• CONSEGNA SCRITTA 1
Elenca tutti i titoli che il testo su anime e manga riportato qui sotto cita tra gli shōnen più popolari.

• TESTO DA LEGGERE
ANIME E MANGA
“Manga” è un termine che in Giappone indica i fumetti in generale. Per il popolo giapponese i manga rivestono un ruolo intellettuale ed economico molto importante e sono considerati un mezzo artistico ed espressivo non meno degno della letteratura. I manga si possono distinguere in base al target a cui si rivolgono e in base alle categorie.
In base al target, troviamo un genere di manga rivolto ai bambini, detto Kodomo. Esempi di Kodomo sono Doraemon, Hamtaro e magica Doremì. Per quanto riguarda un target di adolescenti, si distinguono i manga per ragazze, detti shōjo (indicativamente dai 10 ai 18 anni) e manga per ragazzi, chiamati Shōnen
Gli shōjo manga affrontano soprattutto temi romantici e presentano di solito un personaggio principale femminile. Esempi di Shōjo ce ne sono tantissimi, per esempio Lady Oscar.
Gli shōnen invece trattano spesso di sport, specie di calcio o baseball, oppure rientrano nel filone della fantascienza, con un eroe-robot oppure con un eroe-pilota che combatte per salvare la Terra dall’invasione aliena di turno, o di personaggi eroici o fantastici che tramite duri combattimenti adempiono alla loro missione.
Tra gli shōnen più popolari ricordo Ken il Guerriero, Dragon ball, GTO, Naruto, Bleach e One Piece(il più venduto e popolare al mondo). Per un pubblico adulto, over 18, esiste un genere chiamato seinen e tratta tematiche complesse, con una grafica spesso ricercata: Es –, Berserk, Akira
Poi ci sono le classiche categorie che non necessitano di ulteriori spiegazioni: avventura, fantascienza, horror/dark (claymore, devilman), maghi/maghette (incantevole creamy, Magica Emi, Rensie la strega), poliziesco (detective conan, l’ispettore Gadget), psicologico (Death note,CODE GEASS), scolastico (la maggior parte degli shojo), sportivo (Holly e Benji, Mila e Shiro).

• CONSEGNA SCRITTA 2
Mostra ogni riga qui sotto che contiene la stringa "long".

(Etichette di punti sugli oggetti)

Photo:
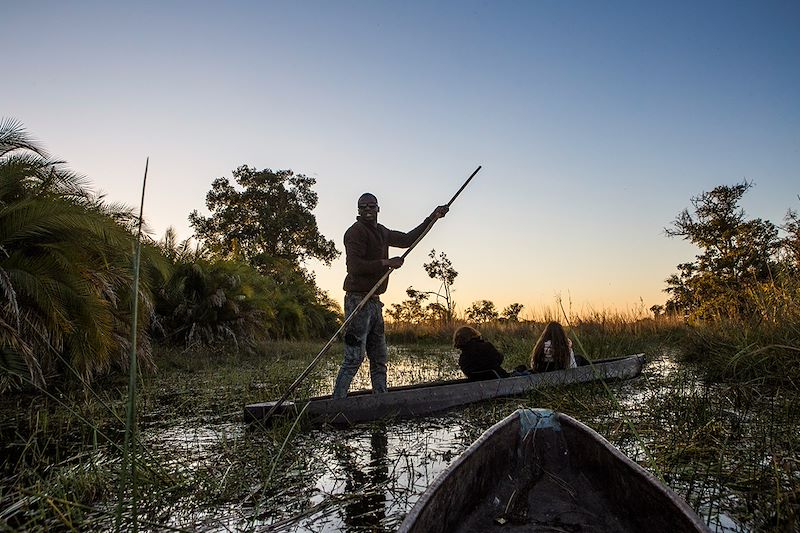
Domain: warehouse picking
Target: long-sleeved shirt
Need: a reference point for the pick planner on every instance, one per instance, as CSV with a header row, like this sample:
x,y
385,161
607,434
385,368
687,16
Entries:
x,y
479,359
365,246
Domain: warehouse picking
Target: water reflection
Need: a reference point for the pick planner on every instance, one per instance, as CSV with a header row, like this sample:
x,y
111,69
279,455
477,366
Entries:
x,y
367,478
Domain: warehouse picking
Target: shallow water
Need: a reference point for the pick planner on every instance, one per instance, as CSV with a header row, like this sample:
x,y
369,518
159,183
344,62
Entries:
x,y
366,478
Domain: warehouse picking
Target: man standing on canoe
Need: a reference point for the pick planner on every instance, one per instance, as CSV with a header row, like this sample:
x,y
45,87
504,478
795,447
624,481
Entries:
x,y
366,245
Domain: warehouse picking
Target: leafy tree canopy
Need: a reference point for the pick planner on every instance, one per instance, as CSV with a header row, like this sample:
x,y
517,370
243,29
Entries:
x,y
264,218
735,253
481,311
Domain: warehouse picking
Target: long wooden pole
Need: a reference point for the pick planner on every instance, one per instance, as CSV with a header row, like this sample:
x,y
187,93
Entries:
x,y
363,301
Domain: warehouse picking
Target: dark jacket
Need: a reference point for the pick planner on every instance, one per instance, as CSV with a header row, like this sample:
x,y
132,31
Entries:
x,y
365,245
481,360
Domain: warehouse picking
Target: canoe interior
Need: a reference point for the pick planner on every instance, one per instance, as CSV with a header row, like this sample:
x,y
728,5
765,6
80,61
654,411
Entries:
x,y
422,399
526,475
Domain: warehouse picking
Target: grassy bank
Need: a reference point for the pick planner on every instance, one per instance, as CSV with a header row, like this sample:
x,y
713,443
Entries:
x,y
729,446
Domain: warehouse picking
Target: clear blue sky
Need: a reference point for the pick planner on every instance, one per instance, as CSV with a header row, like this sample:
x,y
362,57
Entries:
x,y
595,122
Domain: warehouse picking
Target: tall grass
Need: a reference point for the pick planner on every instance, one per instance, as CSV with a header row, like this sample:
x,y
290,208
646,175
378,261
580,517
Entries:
x,y
761,348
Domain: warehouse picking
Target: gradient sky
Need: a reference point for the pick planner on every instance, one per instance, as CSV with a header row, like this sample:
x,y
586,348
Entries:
x,y
595,122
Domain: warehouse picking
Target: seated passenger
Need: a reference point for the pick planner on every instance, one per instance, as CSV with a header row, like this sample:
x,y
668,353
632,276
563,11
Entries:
x,y
479,359
553,350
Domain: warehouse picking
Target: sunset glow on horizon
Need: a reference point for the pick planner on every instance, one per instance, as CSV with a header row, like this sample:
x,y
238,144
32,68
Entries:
x,y
595,124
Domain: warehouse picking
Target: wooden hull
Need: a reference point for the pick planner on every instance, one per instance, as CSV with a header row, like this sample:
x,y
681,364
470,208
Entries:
x,y
538,470
423,399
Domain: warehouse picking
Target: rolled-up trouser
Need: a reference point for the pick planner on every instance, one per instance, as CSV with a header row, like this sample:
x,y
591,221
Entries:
x,y
363,335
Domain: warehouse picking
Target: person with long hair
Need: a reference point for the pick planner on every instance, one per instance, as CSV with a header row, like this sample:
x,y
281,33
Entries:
x,y
479,359
553,350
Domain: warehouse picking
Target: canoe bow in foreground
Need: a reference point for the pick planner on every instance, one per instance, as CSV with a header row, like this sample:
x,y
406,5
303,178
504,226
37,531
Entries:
x,y
426,398
538,470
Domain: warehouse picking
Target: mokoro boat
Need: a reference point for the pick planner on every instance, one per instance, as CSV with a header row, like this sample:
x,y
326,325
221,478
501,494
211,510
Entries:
x,y
426,398
538,470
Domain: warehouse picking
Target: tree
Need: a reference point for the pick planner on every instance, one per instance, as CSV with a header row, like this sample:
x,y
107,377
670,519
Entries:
x,y
481,311
736,253
266,220
511,313
790,244
411,310
440,269
65,268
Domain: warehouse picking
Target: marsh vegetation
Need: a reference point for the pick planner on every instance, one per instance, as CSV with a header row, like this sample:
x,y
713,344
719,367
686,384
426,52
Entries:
x,y
232,319
728,447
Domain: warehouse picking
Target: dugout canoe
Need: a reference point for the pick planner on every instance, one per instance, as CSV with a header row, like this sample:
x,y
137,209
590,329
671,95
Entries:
x,y
538,470
422,399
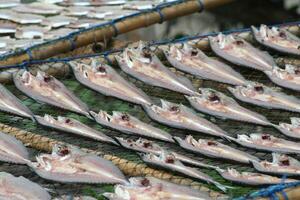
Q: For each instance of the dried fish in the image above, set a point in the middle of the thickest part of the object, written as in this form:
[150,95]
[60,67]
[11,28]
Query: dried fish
[291,130]
[38,8]
[70,165]
[47,89]
[195,62]
[150,188]
[250,178]
[268,142]
[240,52]
[215,149]
[277,38]
[73,126]
[169,161]
[180,116]
[281,164]
[216,103]
[11,104]
[288,77]
[104,79]
[130,125]
[31,32]
[12,150]
[145,66]
[20,188]
[147,146]
[261,95]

• RISPOSTA CORRETTA 1
Ken il Guerriero, Dragon ball, GTO, Naruto, Bleach, One Piece

• RISPOSTA CORRETTA 2
Target: long-sleeved shirt
Target: long wooden pole
Target: person with long hair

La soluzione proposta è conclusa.